Exercises to complete:
• 1. In the complaint about NIS, what program is named as a prime example of a front-end application that communicates with a service?
• 2. Carry on the complaint about NIS from the point where it stops.

Passage to read:
____
I've known UTTER NOVICES throw their hands up in disgust when NIS claims that their computer is attacking itself. There's absolutely no need to be molesting loopback traffic. Certainly not labelling them "RPC Attacks".
It's entirely possible to render your machine non-functional by clicking what NIS recommends. Say you have a front-end application and a service which it communicates with (O&O Defrag is a prime example). Normally, it'll use RPC traffic loopbacked over Winsock. NIS will molest this and, potentially, the service will hang since it didn't recieve data it was expecting. It has no business doing that!

Worse still, NIS will monitor and filter HTTP traffic. More than one user has known their IE to become very unstable due to this. Firefox is also vulnerable, joined by Avant, Maxthon, Opera, you name it. NIS fucks with them.
____
Pointing records
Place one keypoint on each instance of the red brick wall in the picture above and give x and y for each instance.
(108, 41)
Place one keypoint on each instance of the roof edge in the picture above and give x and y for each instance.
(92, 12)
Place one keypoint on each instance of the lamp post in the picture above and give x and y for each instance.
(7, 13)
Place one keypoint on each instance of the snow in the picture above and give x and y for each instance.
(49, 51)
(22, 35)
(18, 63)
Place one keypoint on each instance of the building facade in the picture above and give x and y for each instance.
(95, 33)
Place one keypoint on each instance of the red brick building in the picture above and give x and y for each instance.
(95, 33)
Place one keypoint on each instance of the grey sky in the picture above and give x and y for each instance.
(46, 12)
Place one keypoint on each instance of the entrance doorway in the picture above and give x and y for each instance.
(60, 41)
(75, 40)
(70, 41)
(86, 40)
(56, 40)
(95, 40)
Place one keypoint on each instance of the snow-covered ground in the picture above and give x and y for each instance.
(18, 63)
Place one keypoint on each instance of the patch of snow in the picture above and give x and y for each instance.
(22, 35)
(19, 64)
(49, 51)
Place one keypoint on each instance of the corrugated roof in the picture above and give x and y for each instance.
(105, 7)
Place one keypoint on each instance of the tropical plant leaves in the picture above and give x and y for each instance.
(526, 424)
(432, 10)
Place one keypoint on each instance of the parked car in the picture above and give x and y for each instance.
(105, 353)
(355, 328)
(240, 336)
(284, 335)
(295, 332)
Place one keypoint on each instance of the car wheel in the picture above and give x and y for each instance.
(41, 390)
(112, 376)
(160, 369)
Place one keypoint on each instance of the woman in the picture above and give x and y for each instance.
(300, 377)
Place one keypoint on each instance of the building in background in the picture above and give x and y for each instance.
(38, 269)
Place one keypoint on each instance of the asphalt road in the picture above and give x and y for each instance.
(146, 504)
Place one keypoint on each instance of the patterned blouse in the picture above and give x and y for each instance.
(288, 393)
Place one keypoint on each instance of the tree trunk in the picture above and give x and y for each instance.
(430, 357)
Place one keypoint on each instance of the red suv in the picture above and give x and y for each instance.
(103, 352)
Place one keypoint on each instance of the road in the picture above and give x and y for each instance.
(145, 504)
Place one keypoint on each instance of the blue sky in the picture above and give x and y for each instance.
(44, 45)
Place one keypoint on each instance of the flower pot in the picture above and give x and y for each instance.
____
Results of the tasks:
• 1. O&O Defrag.

• 2.
Just like NAV, it'll pop up with some totally trivial "attack" and it'll be like the Weekly World News. Tabloid application. It'll refuse to go away until you've satisfied its attention request and, again, it deems itself more important than you.

Nothing is more important than the user! He is your lord and master. Symantec would be wise to realise this.

Superior Products:
WindowsXP SP2
WindowsXP SP1
WindowsXP
A router with NAT
Kerio 2.x


Both
Together, they're a total disaster. They mess up so much of the system that they cannot be safely removed. Indeed, Symantec's uninstaller generally leaves the services installed and available, just set on Manual. Sometimes it doesn't even do that. If one of them stops working, you're in VERY deep trouble, yet they're so big and fat and clumsy that they're going to fall over sooner or later. When a program is demanding to inspect all network traffic, but it's not working, the network traffic is going absolutely nowhere.

Conclusion
Even AOL were forced to tone down their abuse of a machine. Rumour has it that Microsoft were not happy about being given a bad name for crashes and disfunctionality which AOL were causing.
Symantec are being rude, obtrusive and aren't doing what they're asked to. Both of their products covered here consistently rate mediocre in tests while small, fast and unobtrusive applications rate higher.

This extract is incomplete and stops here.